====== Provided data ======

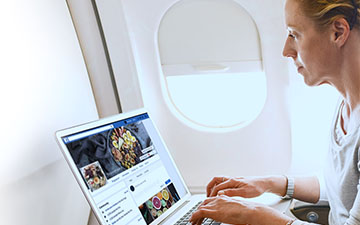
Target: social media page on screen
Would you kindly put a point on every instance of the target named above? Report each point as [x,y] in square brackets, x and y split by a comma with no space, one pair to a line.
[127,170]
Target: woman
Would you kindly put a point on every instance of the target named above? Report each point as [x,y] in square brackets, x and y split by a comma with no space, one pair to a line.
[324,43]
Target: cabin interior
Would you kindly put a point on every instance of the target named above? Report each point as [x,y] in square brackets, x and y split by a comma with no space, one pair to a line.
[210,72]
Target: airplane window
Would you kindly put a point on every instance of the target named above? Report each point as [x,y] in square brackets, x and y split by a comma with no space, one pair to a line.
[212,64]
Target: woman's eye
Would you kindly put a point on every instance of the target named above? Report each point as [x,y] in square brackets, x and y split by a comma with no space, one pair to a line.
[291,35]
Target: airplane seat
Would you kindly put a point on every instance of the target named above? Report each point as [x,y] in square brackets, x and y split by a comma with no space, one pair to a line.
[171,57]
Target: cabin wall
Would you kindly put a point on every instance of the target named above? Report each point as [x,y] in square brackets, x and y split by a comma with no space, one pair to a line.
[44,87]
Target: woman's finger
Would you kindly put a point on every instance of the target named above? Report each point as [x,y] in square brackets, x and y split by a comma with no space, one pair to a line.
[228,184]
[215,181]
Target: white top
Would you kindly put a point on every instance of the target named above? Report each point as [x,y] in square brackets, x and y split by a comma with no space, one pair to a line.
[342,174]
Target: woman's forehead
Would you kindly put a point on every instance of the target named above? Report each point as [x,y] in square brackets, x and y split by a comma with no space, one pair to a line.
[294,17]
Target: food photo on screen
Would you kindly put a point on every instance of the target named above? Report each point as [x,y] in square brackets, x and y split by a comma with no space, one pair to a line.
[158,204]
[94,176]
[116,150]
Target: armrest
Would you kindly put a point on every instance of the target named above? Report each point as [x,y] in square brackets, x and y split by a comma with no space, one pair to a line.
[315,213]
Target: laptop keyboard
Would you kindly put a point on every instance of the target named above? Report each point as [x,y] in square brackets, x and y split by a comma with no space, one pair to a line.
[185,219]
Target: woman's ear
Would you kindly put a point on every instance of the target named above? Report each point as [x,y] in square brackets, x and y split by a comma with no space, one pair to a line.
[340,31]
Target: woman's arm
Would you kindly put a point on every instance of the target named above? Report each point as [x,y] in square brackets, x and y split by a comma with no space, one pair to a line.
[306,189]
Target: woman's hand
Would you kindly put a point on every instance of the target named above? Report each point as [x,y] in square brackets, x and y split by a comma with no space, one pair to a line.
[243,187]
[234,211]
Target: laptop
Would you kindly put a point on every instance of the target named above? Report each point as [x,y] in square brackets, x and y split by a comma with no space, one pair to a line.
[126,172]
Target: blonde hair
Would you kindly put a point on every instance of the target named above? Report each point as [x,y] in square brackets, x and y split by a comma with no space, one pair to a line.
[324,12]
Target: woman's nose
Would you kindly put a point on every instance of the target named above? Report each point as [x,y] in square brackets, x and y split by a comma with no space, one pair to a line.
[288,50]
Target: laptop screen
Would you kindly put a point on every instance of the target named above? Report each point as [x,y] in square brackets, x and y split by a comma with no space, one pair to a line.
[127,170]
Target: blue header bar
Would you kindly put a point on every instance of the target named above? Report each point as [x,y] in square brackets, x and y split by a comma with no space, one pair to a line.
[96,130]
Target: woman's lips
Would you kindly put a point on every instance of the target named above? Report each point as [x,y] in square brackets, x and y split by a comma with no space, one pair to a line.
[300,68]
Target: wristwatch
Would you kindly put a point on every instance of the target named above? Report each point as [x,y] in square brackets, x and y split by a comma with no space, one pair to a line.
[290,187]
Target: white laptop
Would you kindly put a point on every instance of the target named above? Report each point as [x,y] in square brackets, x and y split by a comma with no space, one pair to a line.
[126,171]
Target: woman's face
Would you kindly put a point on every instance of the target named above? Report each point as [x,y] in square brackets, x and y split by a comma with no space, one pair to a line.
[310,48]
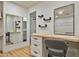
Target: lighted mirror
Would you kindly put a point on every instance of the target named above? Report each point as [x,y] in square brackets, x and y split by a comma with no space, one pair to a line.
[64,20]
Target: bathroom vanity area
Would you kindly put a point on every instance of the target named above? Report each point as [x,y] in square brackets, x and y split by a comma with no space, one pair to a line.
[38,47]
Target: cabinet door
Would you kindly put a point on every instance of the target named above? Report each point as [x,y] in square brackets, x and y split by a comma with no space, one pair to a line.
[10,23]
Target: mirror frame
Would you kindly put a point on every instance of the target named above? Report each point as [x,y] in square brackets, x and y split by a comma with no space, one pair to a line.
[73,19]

======
====== Provided data ======

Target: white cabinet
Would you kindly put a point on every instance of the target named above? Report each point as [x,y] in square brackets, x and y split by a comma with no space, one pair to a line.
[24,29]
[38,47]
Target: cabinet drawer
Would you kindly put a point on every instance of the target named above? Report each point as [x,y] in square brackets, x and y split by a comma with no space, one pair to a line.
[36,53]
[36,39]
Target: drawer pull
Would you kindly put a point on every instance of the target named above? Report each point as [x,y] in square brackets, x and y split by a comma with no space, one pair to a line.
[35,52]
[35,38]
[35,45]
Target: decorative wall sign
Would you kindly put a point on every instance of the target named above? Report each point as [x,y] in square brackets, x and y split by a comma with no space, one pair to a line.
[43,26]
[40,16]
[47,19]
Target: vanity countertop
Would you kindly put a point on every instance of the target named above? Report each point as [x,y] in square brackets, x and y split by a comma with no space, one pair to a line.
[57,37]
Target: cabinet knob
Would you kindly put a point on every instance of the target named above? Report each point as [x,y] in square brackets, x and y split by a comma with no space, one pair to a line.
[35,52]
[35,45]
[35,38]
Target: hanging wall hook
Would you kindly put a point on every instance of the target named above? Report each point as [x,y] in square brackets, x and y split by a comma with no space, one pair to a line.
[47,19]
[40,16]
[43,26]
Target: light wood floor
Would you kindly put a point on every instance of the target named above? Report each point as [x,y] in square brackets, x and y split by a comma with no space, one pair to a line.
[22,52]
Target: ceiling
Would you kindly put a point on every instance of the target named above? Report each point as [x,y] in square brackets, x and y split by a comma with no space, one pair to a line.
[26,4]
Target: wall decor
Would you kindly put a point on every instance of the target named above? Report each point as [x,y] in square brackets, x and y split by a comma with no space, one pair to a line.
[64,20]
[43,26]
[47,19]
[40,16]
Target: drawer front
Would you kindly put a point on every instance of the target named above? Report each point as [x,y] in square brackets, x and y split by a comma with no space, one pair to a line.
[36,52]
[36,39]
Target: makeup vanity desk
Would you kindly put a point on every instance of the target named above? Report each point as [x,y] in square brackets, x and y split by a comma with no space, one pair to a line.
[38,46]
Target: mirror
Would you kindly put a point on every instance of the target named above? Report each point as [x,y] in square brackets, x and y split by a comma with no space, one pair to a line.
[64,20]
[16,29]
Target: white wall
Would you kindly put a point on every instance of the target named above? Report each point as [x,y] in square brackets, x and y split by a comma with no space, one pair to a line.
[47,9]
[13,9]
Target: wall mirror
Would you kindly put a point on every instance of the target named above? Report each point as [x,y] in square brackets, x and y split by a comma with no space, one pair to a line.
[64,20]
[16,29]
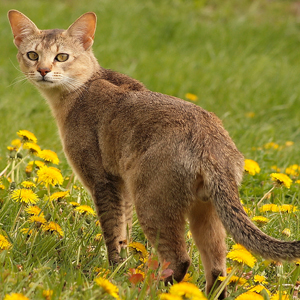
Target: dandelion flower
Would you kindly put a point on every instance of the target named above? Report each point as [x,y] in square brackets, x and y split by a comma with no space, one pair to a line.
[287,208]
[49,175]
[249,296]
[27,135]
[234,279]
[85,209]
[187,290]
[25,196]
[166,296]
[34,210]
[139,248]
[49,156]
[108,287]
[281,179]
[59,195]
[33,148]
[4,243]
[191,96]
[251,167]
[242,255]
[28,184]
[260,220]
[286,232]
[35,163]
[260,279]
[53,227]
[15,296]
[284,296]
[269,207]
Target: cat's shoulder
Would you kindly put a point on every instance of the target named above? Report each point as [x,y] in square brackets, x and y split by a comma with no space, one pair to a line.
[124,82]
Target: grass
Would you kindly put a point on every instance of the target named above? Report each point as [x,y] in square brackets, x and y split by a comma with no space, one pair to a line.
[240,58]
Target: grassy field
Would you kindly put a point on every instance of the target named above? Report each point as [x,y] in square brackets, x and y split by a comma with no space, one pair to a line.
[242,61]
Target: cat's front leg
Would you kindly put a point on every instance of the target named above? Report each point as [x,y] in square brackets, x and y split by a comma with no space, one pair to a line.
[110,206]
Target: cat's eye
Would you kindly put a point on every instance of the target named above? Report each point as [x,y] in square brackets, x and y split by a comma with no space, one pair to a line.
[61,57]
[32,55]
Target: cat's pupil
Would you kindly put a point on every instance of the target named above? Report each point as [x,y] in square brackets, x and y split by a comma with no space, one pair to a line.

======

## What you will do:
Return every line in the rows above that contains the word "vanity".

## Solved exercise:
Target: bathroom vanity area
Target: vanity countertop
Target: makeup vanity desk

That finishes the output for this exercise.